> _Problem statement_: From the line with "Target: plastic basin" down to the final line of the records below, retype everything exactly and leave out the rest.

** Input records follows **

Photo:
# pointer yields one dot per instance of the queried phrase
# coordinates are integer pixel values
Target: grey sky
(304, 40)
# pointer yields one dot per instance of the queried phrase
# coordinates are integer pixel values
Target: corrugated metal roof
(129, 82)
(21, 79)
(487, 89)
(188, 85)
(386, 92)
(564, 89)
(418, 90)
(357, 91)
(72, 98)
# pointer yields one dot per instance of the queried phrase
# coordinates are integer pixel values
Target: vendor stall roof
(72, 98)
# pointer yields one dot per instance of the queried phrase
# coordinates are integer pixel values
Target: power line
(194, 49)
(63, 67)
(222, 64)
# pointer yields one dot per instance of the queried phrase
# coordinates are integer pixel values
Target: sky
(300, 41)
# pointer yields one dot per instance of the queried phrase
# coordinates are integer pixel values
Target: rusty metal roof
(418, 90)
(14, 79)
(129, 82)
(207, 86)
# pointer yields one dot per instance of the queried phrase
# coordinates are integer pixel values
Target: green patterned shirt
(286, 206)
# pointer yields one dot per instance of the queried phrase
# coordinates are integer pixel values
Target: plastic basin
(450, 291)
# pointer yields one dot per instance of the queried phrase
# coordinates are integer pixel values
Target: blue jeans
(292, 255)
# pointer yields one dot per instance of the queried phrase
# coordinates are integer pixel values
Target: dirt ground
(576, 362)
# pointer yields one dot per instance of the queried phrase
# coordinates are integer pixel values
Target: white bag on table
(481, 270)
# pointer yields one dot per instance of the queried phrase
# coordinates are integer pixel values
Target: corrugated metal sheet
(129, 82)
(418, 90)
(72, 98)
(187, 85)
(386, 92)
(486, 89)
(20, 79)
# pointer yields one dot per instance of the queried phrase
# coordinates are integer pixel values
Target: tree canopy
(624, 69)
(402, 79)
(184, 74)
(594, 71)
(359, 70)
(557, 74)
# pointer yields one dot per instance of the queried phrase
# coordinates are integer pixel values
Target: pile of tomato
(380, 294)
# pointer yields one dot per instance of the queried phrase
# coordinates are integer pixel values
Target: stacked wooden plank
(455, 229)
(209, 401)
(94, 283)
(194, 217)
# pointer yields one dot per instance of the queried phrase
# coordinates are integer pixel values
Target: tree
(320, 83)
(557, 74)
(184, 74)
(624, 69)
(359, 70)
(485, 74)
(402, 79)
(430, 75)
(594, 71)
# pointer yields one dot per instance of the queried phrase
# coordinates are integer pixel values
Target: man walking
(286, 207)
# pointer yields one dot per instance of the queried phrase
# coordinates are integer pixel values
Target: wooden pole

** End of Input records **

> _Solution for this problem_:
Target: plastic basin
(450, 291)
# pointer yields one dot per instance of the queried phrase
# coordinates are integer pixel values
Target: blue jeans
(292, 255)
# pointer yields one dot per instance of the queried phrase
# coordinates are integer pixel values
Target: dirt ground
(576, 362)
# pointer yields one dot per instance of the queried phrase
# coordinates are integer pixel values
Target: white bag on table
(481, 270)
# pointer yields one dot per instance of the queried phrase
# coordinates are integer pixel values
Target: corrugated metal sheet
(129, 82)
(418, 90)
(72, 98)
(187, 85)
(386, 92)
(486, 89)
(20, 79)
# pointer yields one dot per instance of the queried phrase
# coordinates are integer pixel values
Target: tree canopy
(624, 69)
(402, 79)
(184, 74)
(594, 71)
(359, 70)
(557, 74)
# pointer yields one dot per instance of the queried phrase
# coordinates are integer pixel values
Target: pile of tomato
(380, 294)
# pointer yields one dot per instance of the queried phrase
# coordinates are integer pixel values
Target: stacked wooden plank
(455, 229)
(209, 401)
(94, 283)
(194, 217)
# pointer yields one dot per instance of the queried phrase
# coordinates are integer pixel values
Target: tree
(320, 83)
(557, 74)
(184, 74)
(624, 69)
(359, 70)
(485, 74)
(402, 79)
(430, 75)
(594, 71)
# pointer yields one dot per instance of the queried phrase
# coordinates are integer pixel values
Target: man walking
(286, 207)
# pointer yields one dot per instance of the queried phrase
# coordinates are integer pixel values
Target: wooden pole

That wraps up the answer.